# To be done
Copy the listing below line for line, keeping every character as it appears.

# Information given

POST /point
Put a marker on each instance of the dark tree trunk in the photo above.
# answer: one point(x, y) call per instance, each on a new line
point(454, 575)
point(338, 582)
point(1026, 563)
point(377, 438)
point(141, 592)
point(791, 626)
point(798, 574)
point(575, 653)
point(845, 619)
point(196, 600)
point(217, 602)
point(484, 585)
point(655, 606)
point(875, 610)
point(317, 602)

# Answer in full
POST /point
Put a marker on each instance of the dark tree trunk in the photo above.
# answer: one point(x, y) call per instance, each on a new line
point(454, 575)
point(338, 582)
point(1026, 563)
point(377, 438)
point(141, 592)
point(791, 626)
point(798, 574)
point(575, 653)
point(845, 619)
point(196, 600)
point(217, 602)
point(484, 585)
point(655, 606)
point(875, 610)
point(317, 602)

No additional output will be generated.